Material supplied below:
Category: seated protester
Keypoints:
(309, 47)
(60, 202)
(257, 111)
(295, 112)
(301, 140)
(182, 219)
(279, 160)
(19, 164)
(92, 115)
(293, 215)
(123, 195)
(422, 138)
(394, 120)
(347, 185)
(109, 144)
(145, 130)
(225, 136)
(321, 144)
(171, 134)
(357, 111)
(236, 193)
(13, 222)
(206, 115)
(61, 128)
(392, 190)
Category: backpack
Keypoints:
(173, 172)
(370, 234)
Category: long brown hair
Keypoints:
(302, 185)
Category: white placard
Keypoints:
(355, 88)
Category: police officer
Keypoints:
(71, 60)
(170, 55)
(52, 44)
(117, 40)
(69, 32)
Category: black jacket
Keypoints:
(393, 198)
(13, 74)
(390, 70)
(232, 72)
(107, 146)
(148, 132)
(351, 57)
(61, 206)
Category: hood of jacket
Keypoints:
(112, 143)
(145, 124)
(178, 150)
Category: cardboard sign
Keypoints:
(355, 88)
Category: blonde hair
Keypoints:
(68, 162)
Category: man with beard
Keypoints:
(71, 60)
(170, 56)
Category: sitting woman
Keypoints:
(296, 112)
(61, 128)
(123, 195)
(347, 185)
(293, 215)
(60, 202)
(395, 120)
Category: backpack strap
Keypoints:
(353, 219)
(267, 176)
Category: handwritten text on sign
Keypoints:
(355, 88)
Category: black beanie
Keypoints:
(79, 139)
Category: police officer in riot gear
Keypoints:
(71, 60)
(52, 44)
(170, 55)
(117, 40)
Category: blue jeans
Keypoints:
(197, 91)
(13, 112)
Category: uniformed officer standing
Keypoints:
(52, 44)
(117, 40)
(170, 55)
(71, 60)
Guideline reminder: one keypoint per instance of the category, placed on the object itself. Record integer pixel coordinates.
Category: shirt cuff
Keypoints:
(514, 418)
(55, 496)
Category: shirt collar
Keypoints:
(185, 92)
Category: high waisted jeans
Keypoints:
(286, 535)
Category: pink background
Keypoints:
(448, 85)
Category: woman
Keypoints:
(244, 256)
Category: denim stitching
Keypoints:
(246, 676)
End of Material supplied.
» **Aim of the exercise**
Look over the entries above and count the lines where the word "backpack" appears, then report only that count.

» **Answer for this exercise**
2